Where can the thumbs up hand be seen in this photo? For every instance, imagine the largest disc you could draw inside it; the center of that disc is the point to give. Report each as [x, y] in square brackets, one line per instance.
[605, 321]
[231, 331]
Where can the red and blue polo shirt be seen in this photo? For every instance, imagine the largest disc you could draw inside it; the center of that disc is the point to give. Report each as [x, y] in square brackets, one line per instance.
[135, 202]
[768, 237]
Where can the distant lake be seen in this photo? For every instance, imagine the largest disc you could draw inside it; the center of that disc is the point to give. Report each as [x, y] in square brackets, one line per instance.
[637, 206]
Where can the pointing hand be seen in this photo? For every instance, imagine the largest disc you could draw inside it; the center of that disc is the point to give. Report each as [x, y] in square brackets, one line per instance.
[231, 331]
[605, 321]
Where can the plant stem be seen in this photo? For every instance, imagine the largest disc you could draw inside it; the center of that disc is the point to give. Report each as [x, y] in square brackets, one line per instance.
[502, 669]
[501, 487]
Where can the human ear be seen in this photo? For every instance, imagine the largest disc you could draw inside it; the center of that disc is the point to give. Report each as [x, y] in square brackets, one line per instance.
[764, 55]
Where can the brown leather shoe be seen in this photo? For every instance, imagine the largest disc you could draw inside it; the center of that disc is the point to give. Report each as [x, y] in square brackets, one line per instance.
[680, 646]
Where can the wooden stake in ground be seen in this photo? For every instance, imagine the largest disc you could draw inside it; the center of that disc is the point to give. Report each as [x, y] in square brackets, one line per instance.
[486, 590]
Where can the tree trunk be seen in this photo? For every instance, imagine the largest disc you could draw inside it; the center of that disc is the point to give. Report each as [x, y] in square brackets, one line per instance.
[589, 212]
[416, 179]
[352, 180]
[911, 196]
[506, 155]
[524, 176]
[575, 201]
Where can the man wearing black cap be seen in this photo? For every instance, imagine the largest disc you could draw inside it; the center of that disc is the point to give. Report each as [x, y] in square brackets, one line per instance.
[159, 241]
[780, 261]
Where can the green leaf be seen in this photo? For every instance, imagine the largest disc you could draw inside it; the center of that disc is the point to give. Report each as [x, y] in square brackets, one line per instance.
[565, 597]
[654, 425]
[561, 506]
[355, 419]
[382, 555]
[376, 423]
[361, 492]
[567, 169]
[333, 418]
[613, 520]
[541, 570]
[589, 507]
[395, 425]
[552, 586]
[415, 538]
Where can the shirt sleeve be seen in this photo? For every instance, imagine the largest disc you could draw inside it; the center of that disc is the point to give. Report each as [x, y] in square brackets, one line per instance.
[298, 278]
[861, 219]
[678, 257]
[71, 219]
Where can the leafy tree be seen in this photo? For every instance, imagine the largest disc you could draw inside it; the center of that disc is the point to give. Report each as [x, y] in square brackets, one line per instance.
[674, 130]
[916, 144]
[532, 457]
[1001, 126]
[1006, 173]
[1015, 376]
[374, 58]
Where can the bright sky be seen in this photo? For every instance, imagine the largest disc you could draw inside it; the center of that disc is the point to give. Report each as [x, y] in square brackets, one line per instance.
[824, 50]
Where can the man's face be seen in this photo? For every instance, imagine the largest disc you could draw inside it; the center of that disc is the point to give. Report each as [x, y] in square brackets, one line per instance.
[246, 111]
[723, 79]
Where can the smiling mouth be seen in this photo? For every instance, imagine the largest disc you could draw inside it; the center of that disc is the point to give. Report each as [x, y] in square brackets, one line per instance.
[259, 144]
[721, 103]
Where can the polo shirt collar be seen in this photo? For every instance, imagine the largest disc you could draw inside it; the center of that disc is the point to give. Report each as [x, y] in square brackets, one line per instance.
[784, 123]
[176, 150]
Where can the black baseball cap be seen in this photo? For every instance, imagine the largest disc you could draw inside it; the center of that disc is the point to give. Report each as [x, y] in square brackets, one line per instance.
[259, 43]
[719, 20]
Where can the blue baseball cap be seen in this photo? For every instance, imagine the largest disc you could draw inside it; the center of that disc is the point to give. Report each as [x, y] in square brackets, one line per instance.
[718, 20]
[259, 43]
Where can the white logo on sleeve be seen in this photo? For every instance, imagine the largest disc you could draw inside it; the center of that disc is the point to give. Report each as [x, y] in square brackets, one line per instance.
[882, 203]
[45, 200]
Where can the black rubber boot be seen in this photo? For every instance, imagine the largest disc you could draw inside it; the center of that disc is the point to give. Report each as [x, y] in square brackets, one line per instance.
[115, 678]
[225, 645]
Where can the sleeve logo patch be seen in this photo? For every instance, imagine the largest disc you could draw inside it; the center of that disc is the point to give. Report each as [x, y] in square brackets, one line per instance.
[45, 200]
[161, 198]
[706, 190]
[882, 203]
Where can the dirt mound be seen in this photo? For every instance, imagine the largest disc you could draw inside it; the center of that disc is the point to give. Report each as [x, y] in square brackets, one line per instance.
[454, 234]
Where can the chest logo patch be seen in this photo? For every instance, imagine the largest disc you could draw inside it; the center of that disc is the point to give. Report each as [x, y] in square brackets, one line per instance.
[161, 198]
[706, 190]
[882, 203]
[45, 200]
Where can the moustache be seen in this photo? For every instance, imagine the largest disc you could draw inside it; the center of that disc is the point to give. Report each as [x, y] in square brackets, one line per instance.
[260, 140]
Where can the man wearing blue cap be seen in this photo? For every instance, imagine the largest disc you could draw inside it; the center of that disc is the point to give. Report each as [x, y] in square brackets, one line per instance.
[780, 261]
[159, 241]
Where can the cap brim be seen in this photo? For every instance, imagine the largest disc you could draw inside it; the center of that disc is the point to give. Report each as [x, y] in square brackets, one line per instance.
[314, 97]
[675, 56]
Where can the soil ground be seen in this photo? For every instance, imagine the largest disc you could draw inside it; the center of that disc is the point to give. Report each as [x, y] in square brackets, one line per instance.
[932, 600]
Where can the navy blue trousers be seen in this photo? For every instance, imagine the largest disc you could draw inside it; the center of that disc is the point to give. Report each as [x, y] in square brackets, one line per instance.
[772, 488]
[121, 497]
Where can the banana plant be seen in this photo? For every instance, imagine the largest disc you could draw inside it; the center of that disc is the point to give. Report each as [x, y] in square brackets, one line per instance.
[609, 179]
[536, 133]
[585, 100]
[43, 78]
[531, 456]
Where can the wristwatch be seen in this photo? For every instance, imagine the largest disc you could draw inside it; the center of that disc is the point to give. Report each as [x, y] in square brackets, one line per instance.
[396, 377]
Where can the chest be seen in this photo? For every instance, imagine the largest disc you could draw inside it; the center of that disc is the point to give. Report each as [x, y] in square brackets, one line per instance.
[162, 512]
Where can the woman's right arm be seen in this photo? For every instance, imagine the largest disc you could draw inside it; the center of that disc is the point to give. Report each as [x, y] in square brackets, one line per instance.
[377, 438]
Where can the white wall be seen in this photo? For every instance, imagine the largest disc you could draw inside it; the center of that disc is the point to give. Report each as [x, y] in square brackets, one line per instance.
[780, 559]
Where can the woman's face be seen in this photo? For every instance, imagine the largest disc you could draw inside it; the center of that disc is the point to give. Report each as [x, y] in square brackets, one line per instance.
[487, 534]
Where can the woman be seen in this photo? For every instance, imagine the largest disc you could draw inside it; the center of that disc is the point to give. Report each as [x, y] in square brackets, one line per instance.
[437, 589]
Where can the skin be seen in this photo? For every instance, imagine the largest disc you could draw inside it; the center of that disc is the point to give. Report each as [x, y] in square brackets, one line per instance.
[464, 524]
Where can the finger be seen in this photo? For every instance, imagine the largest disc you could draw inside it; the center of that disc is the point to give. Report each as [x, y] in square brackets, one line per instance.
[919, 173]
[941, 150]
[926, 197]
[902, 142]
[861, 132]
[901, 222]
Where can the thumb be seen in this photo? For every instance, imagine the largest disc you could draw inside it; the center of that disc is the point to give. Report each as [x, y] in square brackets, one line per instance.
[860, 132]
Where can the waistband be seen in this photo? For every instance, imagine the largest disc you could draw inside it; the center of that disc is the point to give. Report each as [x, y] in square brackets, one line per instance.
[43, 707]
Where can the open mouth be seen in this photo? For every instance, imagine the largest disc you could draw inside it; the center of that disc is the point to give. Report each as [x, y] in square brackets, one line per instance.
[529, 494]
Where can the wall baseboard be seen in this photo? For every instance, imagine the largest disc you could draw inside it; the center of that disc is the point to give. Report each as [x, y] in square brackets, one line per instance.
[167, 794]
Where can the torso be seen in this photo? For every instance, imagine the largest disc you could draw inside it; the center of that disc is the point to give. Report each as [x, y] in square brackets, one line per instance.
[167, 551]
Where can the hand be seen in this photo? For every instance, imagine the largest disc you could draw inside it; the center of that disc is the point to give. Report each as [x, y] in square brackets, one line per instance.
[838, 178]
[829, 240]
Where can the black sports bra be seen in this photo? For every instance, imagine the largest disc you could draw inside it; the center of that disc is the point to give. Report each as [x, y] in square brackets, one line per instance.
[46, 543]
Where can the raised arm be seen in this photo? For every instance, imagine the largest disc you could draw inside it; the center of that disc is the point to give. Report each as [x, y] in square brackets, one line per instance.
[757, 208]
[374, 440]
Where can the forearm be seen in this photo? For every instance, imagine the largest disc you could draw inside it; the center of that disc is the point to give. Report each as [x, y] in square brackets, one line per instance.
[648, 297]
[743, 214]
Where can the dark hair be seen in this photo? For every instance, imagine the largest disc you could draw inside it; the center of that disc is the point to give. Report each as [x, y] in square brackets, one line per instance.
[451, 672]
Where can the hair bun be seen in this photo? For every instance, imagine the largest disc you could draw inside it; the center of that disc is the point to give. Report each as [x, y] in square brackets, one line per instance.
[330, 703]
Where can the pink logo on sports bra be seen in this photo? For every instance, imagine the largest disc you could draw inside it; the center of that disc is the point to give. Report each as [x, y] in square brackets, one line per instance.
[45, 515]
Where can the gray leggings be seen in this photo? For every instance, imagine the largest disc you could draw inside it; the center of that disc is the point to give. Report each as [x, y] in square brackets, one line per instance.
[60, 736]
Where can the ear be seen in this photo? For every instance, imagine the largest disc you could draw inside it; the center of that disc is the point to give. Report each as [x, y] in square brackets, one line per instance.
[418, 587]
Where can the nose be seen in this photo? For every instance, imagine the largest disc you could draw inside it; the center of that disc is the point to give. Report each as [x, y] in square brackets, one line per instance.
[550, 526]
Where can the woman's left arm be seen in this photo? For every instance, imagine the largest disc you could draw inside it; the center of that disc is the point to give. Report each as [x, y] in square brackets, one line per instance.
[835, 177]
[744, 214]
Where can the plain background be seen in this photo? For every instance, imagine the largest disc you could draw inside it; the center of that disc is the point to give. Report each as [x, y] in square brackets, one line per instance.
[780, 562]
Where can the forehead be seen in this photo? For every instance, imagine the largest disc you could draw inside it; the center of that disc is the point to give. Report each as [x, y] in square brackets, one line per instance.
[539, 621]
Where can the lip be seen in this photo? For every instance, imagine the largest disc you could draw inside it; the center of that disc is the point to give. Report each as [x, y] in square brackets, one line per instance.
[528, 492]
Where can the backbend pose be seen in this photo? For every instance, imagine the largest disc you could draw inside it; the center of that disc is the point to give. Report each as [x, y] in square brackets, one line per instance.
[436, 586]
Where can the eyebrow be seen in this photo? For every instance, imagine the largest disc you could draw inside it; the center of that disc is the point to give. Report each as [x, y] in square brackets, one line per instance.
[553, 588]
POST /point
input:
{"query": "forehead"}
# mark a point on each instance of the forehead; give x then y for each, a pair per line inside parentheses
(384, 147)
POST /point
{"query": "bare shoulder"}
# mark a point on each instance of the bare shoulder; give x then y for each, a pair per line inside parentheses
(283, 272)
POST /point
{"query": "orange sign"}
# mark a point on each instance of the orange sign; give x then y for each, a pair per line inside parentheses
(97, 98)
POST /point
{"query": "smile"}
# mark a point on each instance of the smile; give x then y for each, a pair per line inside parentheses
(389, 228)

## Problem to solve
Go through the data above and count the lines that hold "query". Respond with the number and no other words.

## Reply to the task
4